I grow here a large specimen (or just a clump of specimens) of Alpinia but
they're mixed Alpinia galanga and Alpinia caerulea (when I put them together
in the same pot I didn't realize they grow so well in my area). If anyone
know differences will be great, because I'd like to try culinary employment
of theese plants of myself.
Luca Gelardi - The Ethnobotanic Garden - ITALY
Send instant messages to your online friends http://uk.messenger.yahoo.com
Thanks for reply. In the meantime I've received a copy of the huge opera
omnia "Cornucopia II" by S. Facciola. There there's a reference to Alpinia
caerulea: "tender, young tips of the rhizome have distinct ginger-like
flavor and may be eaten. The pleasantly acid pulp that surrounds the seeds
is also edible."

★ ★ ★ ★ ★

▶ _TASKS AND EXERCISES_
• A. In the Alpinia post, which two species are growing mixed together in the same pot?
• B. Echo the Alpinia post from "I grow here" up to and including "plants of myself.".

★ ★ ★ ★ ★

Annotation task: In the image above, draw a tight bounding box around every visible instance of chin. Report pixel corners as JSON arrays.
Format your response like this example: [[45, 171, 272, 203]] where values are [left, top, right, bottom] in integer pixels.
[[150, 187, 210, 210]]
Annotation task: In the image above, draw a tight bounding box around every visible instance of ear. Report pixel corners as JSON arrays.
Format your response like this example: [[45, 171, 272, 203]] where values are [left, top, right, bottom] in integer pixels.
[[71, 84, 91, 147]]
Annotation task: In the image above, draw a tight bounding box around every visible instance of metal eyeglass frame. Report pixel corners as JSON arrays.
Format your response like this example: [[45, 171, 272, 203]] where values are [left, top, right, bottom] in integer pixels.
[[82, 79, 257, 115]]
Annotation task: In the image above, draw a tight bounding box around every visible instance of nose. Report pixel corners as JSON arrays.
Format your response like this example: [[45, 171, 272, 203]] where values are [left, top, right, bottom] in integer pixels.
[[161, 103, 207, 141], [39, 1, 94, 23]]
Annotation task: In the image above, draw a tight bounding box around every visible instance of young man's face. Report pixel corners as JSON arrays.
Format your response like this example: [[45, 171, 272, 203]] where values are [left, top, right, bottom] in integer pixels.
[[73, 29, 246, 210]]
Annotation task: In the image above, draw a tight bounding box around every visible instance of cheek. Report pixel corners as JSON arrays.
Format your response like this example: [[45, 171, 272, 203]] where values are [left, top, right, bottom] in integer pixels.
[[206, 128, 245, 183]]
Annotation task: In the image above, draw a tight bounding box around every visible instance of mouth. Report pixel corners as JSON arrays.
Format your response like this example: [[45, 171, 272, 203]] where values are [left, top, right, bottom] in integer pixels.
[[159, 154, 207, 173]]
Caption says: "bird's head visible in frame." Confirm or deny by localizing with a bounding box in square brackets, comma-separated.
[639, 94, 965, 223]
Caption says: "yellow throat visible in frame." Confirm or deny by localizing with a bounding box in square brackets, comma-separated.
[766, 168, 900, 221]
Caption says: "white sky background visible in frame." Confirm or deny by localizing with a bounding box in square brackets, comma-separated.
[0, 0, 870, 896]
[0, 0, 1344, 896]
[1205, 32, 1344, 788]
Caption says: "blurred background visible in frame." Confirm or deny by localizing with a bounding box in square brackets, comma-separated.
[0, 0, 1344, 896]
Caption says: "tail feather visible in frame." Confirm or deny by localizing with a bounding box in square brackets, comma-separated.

★ ★ ★ ★ ★

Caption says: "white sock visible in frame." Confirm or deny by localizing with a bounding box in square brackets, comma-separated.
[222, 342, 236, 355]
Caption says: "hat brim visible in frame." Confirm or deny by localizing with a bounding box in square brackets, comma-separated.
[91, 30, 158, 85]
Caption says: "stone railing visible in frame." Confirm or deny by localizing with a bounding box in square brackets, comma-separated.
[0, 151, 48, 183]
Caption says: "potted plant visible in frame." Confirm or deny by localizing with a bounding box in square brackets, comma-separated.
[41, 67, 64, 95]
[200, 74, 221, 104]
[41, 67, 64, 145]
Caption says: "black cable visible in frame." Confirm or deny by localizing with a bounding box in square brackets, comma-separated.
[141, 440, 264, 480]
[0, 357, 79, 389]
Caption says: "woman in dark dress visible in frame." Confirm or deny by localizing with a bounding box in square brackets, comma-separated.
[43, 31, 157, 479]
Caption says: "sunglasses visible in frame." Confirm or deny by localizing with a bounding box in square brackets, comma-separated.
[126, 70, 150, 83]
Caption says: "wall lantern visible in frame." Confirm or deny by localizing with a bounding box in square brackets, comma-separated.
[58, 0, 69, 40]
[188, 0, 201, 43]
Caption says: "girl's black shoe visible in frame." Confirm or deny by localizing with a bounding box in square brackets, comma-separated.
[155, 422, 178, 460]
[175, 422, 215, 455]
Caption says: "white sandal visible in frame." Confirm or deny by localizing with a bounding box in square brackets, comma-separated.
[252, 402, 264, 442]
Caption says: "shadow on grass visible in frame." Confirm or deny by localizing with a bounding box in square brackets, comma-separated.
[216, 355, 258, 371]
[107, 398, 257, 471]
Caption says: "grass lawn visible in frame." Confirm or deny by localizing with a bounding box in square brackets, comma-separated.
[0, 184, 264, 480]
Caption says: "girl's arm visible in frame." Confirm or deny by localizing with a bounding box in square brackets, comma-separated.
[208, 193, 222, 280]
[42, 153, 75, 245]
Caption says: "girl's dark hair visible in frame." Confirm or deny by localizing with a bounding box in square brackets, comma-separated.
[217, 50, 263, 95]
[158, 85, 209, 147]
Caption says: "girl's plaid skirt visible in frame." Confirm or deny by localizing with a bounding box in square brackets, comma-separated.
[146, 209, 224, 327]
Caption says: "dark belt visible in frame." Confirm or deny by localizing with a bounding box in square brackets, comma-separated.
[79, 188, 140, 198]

★ ★ ★ ★ ★

▶ _PER-TASK OUTPUTS_
• A. Alpinia galanga and Alpinia caerulea.

• B.
I grow here a large specimen (or just a clump of specimens) of Alpinia but
they're mixed Alpinia galanga and Alpinia caerulea (when I put them together
in the same pot I didn't realize they grow so well in my area). If anyone
know differences will be great, because I'd like to try culinary employment
of theese plants of myself.